**Request**
Output word for word the lines from the one with "TARGET = number 95 jersey" to the final line of the data, both ends included, but skip the pictures.
======== Given records
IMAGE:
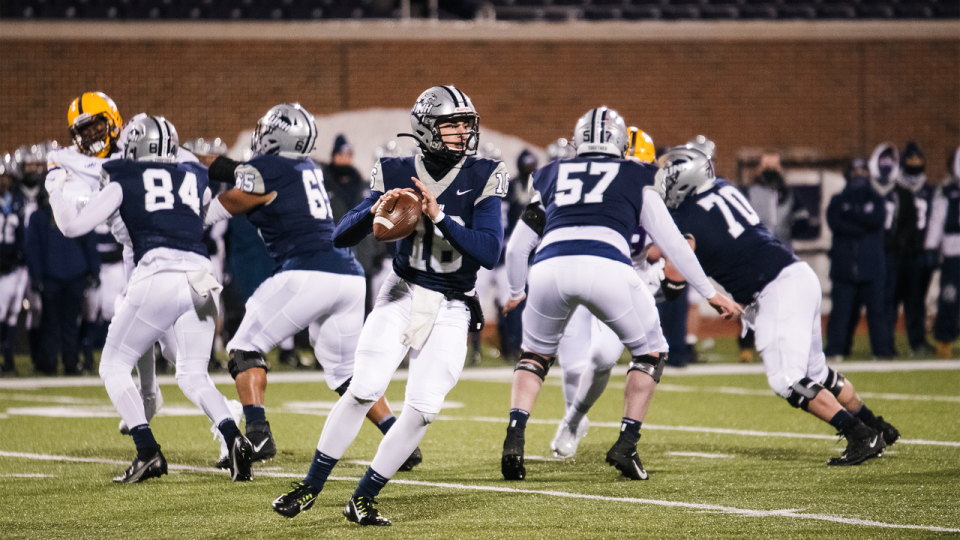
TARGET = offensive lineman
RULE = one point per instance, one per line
(782, 295)
(315, 284)
(593, 203)
(172, 286)
(423, 307)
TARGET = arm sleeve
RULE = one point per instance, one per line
(521, 244)
(938, 216)
(356, 224)
(73, 222)
(657, 222)
(483, 242)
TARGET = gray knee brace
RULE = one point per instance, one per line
(834, 382)
(241, 361)
(803, 393)
(649, 364)
(534, 363)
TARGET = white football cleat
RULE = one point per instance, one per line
(565, 442)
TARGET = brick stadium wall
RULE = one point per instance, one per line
(840, 96)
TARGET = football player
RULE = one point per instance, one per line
(160, 202)
(425, 306)
(592, 210)
(782, 295)
(12, 274)
(315, 285)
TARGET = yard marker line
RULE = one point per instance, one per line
(694, 429)
(790, 512)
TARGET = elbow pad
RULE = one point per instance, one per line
(535, 218)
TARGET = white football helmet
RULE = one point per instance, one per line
(685, 170)
(601, 131)
(287, 129)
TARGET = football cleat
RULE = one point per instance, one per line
(415, 459)
(363, 510)
(298, 499)
(155, 467)
(863, 443)
(511, 464)
(261, 438)
(565, 442)
(624, 457)
(241, 457)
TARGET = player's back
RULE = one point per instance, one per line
(592, 192)
(297, 227)
(733, 246)
(161, 205)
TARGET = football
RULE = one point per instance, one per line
(397, 217)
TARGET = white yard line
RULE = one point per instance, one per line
(788, 513)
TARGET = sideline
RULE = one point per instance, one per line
(789, 513)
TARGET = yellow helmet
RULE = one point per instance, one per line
(641, 146)
(87, 109)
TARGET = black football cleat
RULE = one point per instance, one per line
(298, 499)
(241, 457)
(415, 459)
(261, 438)
(141, 470)
(363, 510)
(624, 457)
(863, 443)
(511, 464)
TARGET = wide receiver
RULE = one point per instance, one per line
(782, 295)
(593, 204)
(425, 306)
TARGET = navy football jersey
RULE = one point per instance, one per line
(592, 192)
(297, 227)
(733, 246)
(426, 257)
(11, 231)
(162, 204)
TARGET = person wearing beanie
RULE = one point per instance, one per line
(915, 266)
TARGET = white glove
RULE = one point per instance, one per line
(55, 180)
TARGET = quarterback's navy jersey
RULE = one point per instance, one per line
(733, 246)
(162, 204)
(427, 258)
(297, 227)
(11, 231)
(592, 192)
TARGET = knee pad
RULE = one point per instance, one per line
(803, 392)
(651, 365)
(241, 361)
(834, 383)
(535, 363)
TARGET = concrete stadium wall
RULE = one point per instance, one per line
(840, 89)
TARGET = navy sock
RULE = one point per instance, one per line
(320, 470)
(630, 426)
(254, 413)
(843, 420)
(866, 416)
(371, 484)
(387, 423)
(143, 438)
(518, 418)
(228, 428)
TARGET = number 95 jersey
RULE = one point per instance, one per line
(161, 204)
(297, 227)
(733, 246)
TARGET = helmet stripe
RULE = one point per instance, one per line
(456, 100)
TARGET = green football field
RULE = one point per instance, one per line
(726, 459)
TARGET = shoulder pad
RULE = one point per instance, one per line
(535, 217)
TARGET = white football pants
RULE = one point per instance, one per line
(331, 305)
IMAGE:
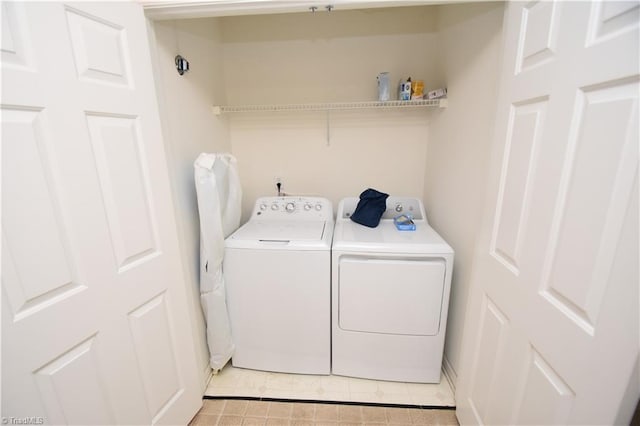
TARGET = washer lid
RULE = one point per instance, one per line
(386, 238)
(280, 231)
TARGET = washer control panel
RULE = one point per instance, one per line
(293, 208)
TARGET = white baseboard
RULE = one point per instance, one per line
(449, 373)
(207, 375)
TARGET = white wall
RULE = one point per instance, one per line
(321, 57)
(459, 144)
(190, 128)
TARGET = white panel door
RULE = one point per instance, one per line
(552, 330)
(95, 325)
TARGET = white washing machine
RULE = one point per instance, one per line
(277, 270)
(390, 296)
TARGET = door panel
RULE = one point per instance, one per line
(93, 299)
(552, 332)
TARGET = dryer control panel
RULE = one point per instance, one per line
(293, 208)
(395, 206)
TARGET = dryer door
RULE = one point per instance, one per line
(391, 296)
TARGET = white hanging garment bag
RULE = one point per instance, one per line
(219, 203)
================
**Complete output**
TARGET = number 95 jersey
RULE = one point per instance, one per line
(161, 204)
(297, 227)
(733, 246)
TARGET = helmet stripe
RULE = one point per instance, one per line
(456, 100)
TARGET = green football field
RULE = one point per instance, one per line
(726, 459)
TARGET = shoulder pad
RULE = one point per instance, one per line
(535, 217)
TARGET = white football pants
RULE = one point per instance, one per line
(331, 305)
IMAGE:
TARGET = washer lid
RULE = one point per instance, one per line
(386, 238)
(280, 231)
TARGET = washer control panel
RULE = one point per instance, one per line
(293, 208)
TARGET = white baseboard
RULE = one point per instance, one per line
(449, 373)
(207, 375)
TARGET = white wall
RULE = one point per instance, one per line
(321, 57)
(459, 144)
(190, 128)
TARGET = white panel door
RULE = one point per instance, one per line
(552, 330)
(95, 325)
TARGET = white washing machine
RULE = one point per instance, one per line
(277, 270)
(390, 296)
TARGET = door panel
RULE = one point per instance, one per line
(93, 299)
(552, 332)
TARGET = dryer control panel
RULE = one point per instance, one per line
(293, 208)
(395, 206)
TARGET = dryer door
RULE = one point per instance, one per line
(391, 296)
TARGET = white hanging garment bag
RULE = one point per instance, one per line
(219, 203)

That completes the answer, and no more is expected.